▶ Problem details: Rewrite the items below, switching each occurrence of "Put a point" to "Place a point" and leaving every other word unchanged.

[Pointing and labeling items]
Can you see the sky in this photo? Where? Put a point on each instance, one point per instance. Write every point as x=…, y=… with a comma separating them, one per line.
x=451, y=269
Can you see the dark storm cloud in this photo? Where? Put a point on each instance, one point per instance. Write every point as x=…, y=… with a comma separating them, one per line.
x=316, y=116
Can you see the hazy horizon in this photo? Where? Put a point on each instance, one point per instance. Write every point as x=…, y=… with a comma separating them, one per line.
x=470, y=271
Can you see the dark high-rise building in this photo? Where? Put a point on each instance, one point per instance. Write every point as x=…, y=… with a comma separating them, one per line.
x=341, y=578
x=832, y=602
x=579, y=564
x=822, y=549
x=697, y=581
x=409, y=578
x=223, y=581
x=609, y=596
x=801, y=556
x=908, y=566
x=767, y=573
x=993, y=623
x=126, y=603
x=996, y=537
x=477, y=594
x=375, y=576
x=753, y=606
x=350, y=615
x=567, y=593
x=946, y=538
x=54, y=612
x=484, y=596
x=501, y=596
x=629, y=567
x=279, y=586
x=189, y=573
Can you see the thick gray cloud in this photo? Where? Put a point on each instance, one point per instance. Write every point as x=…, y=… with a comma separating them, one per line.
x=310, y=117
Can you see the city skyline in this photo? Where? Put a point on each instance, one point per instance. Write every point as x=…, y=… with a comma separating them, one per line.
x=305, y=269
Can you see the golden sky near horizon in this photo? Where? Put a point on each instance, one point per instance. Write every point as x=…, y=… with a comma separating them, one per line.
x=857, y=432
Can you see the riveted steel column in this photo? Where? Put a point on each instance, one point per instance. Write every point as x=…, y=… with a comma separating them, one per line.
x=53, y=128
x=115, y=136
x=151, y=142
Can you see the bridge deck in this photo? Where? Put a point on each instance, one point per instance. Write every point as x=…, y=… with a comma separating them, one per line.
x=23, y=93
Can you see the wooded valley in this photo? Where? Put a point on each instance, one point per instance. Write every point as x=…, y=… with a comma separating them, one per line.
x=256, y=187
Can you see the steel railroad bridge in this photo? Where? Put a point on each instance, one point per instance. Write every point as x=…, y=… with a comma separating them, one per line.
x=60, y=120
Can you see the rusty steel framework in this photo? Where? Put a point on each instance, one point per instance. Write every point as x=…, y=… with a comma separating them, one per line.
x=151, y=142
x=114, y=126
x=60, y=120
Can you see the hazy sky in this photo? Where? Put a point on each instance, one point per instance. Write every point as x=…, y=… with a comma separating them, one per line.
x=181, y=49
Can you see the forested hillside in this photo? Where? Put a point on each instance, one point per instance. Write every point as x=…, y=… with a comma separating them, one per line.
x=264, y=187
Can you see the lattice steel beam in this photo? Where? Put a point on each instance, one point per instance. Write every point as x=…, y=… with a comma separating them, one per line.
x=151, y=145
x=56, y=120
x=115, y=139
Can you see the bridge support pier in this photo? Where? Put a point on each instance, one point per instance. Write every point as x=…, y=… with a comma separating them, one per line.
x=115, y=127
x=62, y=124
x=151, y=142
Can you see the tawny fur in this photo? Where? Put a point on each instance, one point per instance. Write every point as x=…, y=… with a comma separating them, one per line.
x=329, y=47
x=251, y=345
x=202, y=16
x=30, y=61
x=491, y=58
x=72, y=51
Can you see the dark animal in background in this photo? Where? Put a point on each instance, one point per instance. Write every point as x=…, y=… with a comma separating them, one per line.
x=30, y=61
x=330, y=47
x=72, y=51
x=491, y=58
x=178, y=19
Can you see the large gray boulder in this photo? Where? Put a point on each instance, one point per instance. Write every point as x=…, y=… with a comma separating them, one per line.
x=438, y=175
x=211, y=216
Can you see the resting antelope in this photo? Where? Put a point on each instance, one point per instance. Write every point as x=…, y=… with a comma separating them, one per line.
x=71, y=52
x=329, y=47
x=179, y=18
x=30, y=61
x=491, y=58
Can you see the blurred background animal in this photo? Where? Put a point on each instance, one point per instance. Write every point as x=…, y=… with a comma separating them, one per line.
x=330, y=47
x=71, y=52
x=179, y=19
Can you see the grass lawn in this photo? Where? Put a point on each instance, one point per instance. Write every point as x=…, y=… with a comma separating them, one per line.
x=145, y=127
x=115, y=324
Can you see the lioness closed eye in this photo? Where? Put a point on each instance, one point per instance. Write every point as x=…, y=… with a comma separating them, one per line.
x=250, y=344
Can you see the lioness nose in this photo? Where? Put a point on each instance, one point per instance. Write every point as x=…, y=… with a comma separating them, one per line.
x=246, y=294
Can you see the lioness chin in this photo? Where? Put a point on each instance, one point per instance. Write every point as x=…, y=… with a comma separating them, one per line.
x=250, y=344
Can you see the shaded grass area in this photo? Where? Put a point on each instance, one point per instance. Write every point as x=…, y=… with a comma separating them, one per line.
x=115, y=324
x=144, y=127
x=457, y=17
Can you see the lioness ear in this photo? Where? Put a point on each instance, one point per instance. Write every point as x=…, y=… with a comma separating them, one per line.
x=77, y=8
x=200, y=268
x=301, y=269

▶ Task response:
Can you see the sky in this photo? Where? Place a point on each instance, one point per instance. Write every point as x=…, y=… with a comma separating them, one per line.
x=451, y=269
Can you see the dark storm cloud in this photo? Where? Place a point on each instance, one point per instance. Write every point as x=…, y=… with a comma separating them, one per line.
x=316, y=116
Can you see the hazy horizon in this photo? Where? Place a point on each instance, one point per instance. Write every point as x=…, y=… with a comma separating them, one per line.
x=470, y=271
Can you see the dark high-rise building in this photo? Where? Place a point on each instance, one point per instance. Write every point as x=…, y=… with a comma separating them, one per line.
x=341, y=578
x=832, y=602
x=579, y=564
x=822, y=549
x=697, y=581
x=409, y=578
x=223, y=581
x=609, y=596
x=801, y=556
x=908, y=566
x=767, y=573
x=993, y=623
x=126, y=603
x=996, y=537
x=477, y=594
x=375, y=576
x=753, y=606
x=350, y=615
x=567, y=593
x=946, y=538
x=54, y=612
x=484, y=596
x=501, y=596
x=629, y=567
x=279, y=586
x=189, y=573
Can you see the thick gray cloud in this photo? Where? Place a point on each instance, one point per instance. Write every point as x=…, y=… with a comma separating them, one per line.
x=310, y=117
Can you see the city skyline in this photo? Where? Place a point on each instance, one point per instance. Write every point as x=…, y=… with a comma separating them, one per line.
x=305, y=269
Can you see the golden sky near horizon in this photo? Where? Place a point on each instance, one point per instance. Write every point as x=…, y=… with a comma separating them, one per line.
x=857, y=432
Can you see the riveted steel column in this photo? Where? Place a point on each instance, one point per instance. Write every point as x=…, y=… with a comma separating them, one per line.
x=53, y=128
x=115, y=136
x=151, y=142
Can you see the bridge deck in this photo? Where? Place a point on each instance, one point per instance. Write every point as x=…, y=… with a comma separating them, one per line.
x=23, y=93
Can you see the wooded valley in this photo? Where? Place a point on each instance, one point per instance. Write every point as x=…, y=… with a comma separating them, one per line.
x=256, y=187
Can you see the steel railroad bridge in this photo? Where? Place a point on each instance, one point per instance. Write every point as x=…, y=… with a comma separating them, one per line.
x=60, y=120
Can you see the rusty steel framework in this photo? Where? Place a point on each instance, one point per instance. Write every point as x=…, y=… with a comma separating them, one per line.
x=151, y=142
x=114, y=126
x=60, y=120
Can you see the hazy sky in this photo? Where? Place a point on each instance, one point per instance. Write every point as x=…, y=… with a comma separating them, one per line.
x=181, y=49
Can you see the forested hillside in this photo? Where? Place a point on each instance, one point per instance. Write every point as x=…, y=… with a comma separating them, one per line.
x=264, y=187
Can you see the lattice steel beam in this photo? Where? Place a point on each instance, one point per instance. Write every point as x=…, y=… with a comma separating them, one per line.
x=151, y=145
x=56, y=120
x=115, y=139
Can you see the bridge support pier in this photo? Where? Place a point on each instance, one point per instance. Write every point as x=…, y=… with a comma separating them, one per line.
x=115, y=127
x=62, y=124
x=151, y=142
Can you see the tawny fur in this photo? Where? Place a point on each instance, one point per instance. Write every point as x=…, y=… with a comma separating them, one per line.
x=329, y=47
x=251, y=345
x=202, y=16
x=30, y=61
x=491, y=58
x=72, y=51
Can you see the dark animal in background in this photo? Where? Place a point on each instance, one point per instance. Write every point as x=…, y=… with a comma separating them, one per line.
x=30, y=61
x=330, y=47
x=72, y=51
x=491, y=58
x=178, y=19
Can you see the large gray boulder in this photo? Where? Place a point on each instance, one point per instance. Write every point as x=…, y=… with a comma separating them, one per line.
x=438, y=175
x=211, y=216
Can you see the resting antelope in this photo? Where? Place a point on each instance, one point per instance. Write every point as x=…, y=… with a comma separating them, one per line.
x=71, y=52
x=329, y=47
x=179, y=18
x=30, y=61
x=491, y=58
Can you see the blurred background animal in this photo? Where? Place a point on each instance, one point per instance. Write every point as x=…, y=… with a comma separating them, one per line.
x=330, y=47
x=71, y=52
x=179, y=19
Can you see the grass lawn in this photo? Where? Place a point on each instance, one point per instance. Write every point as x=…, y=… with a comma separating them, one per line.
x=145, y=127
x=115, y=324
Can you see the lioness closed eye in this photo? Where? Place a point on each instance, one point per instance. Write every point as x=…, y=… with a comma separating them, one per line.
x=250, y=344
Can you see the lioness nose in this photo? Where? Place a point on each instance, one point per instance. Write every point as x=…, y=… with a comma separating them, one per line.
x=246, y=294
Can you see the lioness chin in this photo? Where? Place a point on each instance, one point per instance. Write every point as x=…, y=… with a comma separating them, one per line.
x=250, y=344
Can you see the shaded grass area in this photo? Where? Place a point on each instance, one point per instance. Write every point as x=…, y=… with a comma separating them, one per line.
x=115, y=324
x=144, y=127
x=457, y=17
Can you see the lioness ear in this photo? Where? Place a point on each instance, one point per instance. Write every point as x=…, y=… with a comma separating them, one per line.
x=77, y=8
x=200, y=268
x=301, y=269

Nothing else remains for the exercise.